### Problem description
Repeat each line of the data exactly as written.
↓
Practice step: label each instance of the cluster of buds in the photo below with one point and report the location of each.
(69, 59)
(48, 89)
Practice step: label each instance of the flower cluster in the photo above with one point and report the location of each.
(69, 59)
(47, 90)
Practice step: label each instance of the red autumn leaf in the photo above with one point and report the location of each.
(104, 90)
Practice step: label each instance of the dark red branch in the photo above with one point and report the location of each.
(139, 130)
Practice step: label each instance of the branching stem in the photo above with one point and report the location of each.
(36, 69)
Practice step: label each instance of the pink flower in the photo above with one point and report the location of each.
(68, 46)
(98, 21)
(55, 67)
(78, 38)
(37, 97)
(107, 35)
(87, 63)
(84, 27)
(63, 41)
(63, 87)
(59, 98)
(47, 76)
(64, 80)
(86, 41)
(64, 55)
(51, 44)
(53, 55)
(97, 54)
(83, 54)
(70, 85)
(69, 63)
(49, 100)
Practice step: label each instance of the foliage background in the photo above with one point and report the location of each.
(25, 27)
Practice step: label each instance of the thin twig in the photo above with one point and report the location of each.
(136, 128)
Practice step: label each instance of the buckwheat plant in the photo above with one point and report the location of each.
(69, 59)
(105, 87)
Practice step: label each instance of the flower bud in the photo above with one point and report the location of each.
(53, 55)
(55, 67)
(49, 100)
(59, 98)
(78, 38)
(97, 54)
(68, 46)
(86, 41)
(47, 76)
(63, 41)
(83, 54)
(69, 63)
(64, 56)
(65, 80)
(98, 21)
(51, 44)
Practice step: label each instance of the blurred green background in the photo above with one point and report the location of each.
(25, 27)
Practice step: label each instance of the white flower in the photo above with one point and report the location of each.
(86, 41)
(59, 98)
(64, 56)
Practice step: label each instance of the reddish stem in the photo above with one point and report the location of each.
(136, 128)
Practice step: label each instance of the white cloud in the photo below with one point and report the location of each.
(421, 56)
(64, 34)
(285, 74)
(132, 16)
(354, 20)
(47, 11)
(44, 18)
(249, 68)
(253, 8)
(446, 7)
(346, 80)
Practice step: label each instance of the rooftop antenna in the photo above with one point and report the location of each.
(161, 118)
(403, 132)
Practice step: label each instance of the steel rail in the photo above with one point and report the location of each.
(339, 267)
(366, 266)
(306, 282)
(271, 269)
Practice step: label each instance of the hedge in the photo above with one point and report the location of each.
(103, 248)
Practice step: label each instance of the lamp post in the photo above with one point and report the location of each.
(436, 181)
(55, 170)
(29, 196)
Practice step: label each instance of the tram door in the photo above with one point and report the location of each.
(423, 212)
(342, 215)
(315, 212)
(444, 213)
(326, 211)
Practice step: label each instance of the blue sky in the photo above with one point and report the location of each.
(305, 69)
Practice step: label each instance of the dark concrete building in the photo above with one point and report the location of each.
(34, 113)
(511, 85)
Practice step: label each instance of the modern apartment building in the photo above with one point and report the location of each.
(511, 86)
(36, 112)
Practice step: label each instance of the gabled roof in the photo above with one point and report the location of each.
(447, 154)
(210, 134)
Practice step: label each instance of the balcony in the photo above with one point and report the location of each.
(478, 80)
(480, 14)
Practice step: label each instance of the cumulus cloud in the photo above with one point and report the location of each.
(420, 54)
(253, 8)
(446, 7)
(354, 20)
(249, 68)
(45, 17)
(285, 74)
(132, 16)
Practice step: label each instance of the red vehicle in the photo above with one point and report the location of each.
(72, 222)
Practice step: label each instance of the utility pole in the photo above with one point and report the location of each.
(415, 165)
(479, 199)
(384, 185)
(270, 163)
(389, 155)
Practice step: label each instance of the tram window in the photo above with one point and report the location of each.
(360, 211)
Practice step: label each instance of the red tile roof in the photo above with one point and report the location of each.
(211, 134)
↑
### Result of this task
Practice step: label each instance of the cluster of buds in the photo below with one point and report the location of each.
(69, 59)
(48, 89)
Practice step: label each instance of the flower cluster in the photo above with one point and report the location of each.
(69, 59)
(47, 90)
Practice step: label each instance of the red autumn leaf in the photo above with one point and report the location of each.
(104, 90)
Practice step: label each instance of the dark red branch in the photo above with one point and report the location of each.
(139, 130)
Practice step: label each instance of the branching stem in the photo above with one point and report the location of each.
(36, 69)
Practice step: label each instance of the pink flower in the photo above with one point and report the location of each.
(68, 46)
(98, 21)
(55, 67)
(78, 38)
(37, 97)
(107, 35)
(87, 63)
(84, 27)
(63, 41)
(63, 87)
(59, 98)
(47, 76)
(64, 80)
(86, 41)
(64, 55)
(51, 44)
(53, 55)
(97, 54)
(83, 54)
(70, 85)
(69, 63)
(49, 100)
Practice step: label each instance of the foliage background in the photo above with one point and report the location of each.
(25, 27)
Practice step: label each instance of the thin twig in the photo above with one point and report the location of each.
(136, 128)
Practice step: label each instance of the buckwheat plant in the photo above with one point and report the location of each.
(69, 59)
(105, 87)
Practice step: label each instance of the flower bud in the photo above with one point and report the location of each.
(53, 55)
(55, 67)
(49, 100)
(59, 98)
(78, 38)
(97, 54)
(68, 46)
(86, 41)
(47, 76)
(63, 41)
(83, 54)
(69, 63)
(64, 56)
(65, 80)
(98, 21)
(51, 44)
Practice step: label each instance of the blurred green background in the photo above with one point and report the location of each.
(25, 27)
Practice step: label each instance of the white flower in the photo above with one point and report the location of each.
(86, 41)
(59, 98)
(64, 56)
Practice step: label each instance of the reddish stem in the photo above with one point and report the location of each.
(136, 128)
Practice step: label each instance of the white cloud in the photo below with one point and report the location of each.
(421, 56)
(64, 34)
(285, 74)
(132, 16)
(354, 20)
(47, 11)
(44, 18)
(249, 68)
(253, 8)
(446, 7)
(346, 80)
Practice step: label each instance of the rooftop antenna in the photo above with one point and report the location of each.
(161, 118)
(403, 132)
Practice step: label each instance of the steel rail in the photo above with one point and report the location of each.
(339, 267)
(366, 266)
(306, 282)
(271, 269)
Practice step: label each instance of the hedge in the photo above with one point and report the location of each.
(103, 248)
Practice step: label each instance of the lamp post in the photo above with one point and report the location of each.
(436, 181)
(55, 170)
(29, 196)
Practice step: label each instance of the tram door in the photo above with one point and report the location of each.
(423, 212)
(342, 215)
(315, 212)
(444, 213)
(326, 211)
Practice step: label each instance of the blue sky in the photo above with one point and report the location of each.
(305, 69)
Practice step: label each instance of the dark concrete building in the photo above with one point and report the location of each.
(34, 113)
(511, 85)
Practice step: label each instance of the modern apartment building in the photo above with one point and report the location of each.
(511, 86)
(36, 112)
Practice step: label each instance of the gabled roof in the photo above with one point and report the location of each.
(447, 154)
(210, 134)
Practice step: label each instance of the balcony in the photo above with one point and report the location of each.
(478, 80)
(480, 14)
Practice step: label each instance of the cumulus cloud in the photo above with one point and report the location of each.
(420, 54)
(253, 8)
(446, 7)
(354, 20)
(249, 68)
(45, 17)
(285, 74)
(132, 16)
Practice step: label each instance of the red vehicle in the photo above with one point and report the location of each.
(72, 222)
Practice step: label each instance of the utility pole in the photo above with one point and report the location of each.
(415, 165)
(479, 199)
(384, 185)
(270, 163)
(389, 155)
Practice step: label each instance of the tram window in the photo above with one point and report the location of each.
(360, 211)
Practice step: label each instance of the red tile roof in the photo above with one point and report the location of each.
(211, 134)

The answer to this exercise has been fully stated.